Point annotation items:
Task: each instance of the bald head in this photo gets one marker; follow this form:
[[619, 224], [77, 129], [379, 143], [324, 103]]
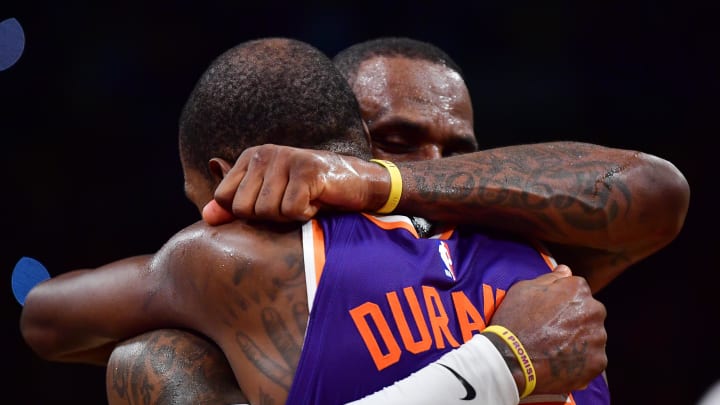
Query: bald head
[[272, 90]]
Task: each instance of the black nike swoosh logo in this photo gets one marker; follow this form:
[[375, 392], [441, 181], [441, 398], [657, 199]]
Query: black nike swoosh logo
[[468, 388]]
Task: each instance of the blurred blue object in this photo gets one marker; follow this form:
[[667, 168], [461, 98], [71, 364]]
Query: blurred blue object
[[12, 42], [27, 273]]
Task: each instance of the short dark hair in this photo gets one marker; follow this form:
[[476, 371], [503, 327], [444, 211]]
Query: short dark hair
[[348, 60], [271, 90]]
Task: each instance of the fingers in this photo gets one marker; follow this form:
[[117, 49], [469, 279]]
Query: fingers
[[560, 272], [214, 214]]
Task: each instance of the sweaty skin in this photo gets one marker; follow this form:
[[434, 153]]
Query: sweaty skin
[[598, 209], [586, 198]]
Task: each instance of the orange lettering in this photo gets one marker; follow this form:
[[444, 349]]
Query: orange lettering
[[381, 360], [410, 344]]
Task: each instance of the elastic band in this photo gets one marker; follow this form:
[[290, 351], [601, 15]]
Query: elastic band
[[521, 354], [395, 186]]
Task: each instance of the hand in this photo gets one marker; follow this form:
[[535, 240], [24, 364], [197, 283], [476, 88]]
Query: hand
[[282, 183], [560, 325]]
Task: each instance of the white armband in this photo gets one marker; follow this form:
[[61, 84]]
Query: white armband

YOUR GOAL =
Transcribe word for word the lines running from the line containing "Task: each instance of the elastic" through the end of the items, with both ends included.

OUTPUT =
Task: each instance of the elastic band in this photo gets one marker; follow this form:
[[290, 351], [601, 15]]
Query: elastic band
[[521, 354], [395, 186]]
Task: each instance of the hand in this photo gets one marker; follow this form:
[[535, 240], [24, 364], [197, 283], [476, 88]]
Query: hand
[[282, 183], [560, 325]]
Task: each instance of the white armband in this photo gets one marker; follow this form:
[[61, 84]]
Query: white armband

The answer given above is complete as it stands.